Data for review:
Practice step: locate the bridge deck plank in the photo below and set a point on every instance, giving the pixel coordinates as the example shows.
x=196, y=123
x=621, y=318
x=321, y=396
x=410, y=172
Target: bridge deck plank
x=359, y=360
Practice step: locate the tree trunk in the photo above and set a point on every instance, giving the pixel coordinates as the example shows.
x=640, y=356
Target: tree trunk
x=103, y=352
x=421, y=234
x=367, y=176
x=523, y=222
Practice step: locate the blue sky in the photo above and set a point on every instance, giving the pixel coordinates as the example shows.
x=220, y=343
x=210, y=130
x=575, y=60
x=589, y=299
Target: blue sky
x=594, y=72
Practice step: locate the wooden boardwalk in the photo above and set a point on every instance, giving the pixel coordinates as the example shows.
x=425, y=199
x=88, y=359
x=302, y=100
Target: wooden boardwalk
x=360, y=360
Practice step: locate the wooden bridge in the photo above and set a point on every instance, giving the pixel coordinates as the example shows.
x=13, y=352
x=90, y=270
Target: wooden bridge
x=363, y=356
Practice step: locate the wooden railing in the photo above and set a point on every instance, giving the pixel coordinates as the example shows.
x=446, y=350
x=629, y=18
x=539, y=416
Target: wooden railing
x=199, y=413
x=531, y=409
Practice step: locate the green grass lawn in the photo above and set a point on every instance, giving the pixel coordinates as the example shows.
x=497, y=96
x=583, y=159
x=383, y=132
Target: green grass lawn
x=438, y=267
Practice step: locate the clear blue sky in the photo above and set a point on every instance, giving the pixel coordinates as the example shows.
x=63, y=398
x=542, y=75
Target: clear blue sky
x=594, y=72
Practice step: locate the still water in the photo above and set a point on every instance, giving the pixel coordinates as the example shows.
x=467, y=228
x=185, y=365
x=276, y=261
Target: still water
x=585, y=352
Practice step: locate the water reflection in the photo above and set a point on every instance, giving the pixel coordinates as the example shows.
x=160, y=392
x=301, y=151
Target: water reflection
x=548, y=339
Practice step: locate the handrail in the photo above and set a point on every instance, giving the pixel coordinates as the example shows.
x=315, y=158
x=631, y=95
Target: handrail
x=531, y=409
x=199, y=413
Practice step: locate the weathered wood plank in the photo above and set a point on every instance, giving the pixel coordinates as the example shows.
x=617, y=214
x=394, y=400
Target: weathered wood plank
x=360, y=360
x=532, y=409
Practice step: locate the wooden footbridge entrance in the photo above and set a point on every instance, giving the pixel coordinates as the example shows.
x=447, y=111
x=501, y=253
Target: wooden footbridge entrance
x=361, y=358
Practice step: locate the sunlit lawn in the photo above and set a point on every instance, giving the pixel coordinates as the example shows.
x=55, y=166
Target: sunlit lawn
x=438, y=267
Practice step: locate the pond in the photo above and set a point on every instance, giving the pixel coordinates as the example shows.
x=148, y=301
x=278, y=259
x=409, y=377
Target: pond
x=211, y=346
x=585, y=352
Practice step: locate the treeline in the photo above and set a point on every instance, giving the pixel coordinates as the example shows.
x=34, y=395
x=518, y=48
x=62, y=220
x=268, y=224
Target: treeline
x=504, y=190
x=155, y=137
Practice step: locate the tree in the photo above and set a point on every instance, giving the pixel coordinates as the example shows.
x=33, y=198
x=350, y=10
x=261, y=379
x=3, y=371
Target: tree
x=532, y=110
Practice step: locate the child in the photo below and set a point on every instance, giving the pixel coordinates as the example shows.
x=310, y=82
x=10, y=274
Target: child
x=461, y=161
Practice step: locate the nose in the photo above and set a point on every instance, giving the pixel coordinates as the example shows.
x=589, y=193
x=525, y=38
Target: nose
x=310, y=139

Exercise aim: Once a line of the records is found to contain "below", copy it out.

Solution:
Practice step: locate the bridge deck plank in the photo below and set a point on every instance, giving the pixel coordinates as the example shows.
Practice step: locate the child in the photo below and set a point on every instance, giving the pixel coordinates as the example shows.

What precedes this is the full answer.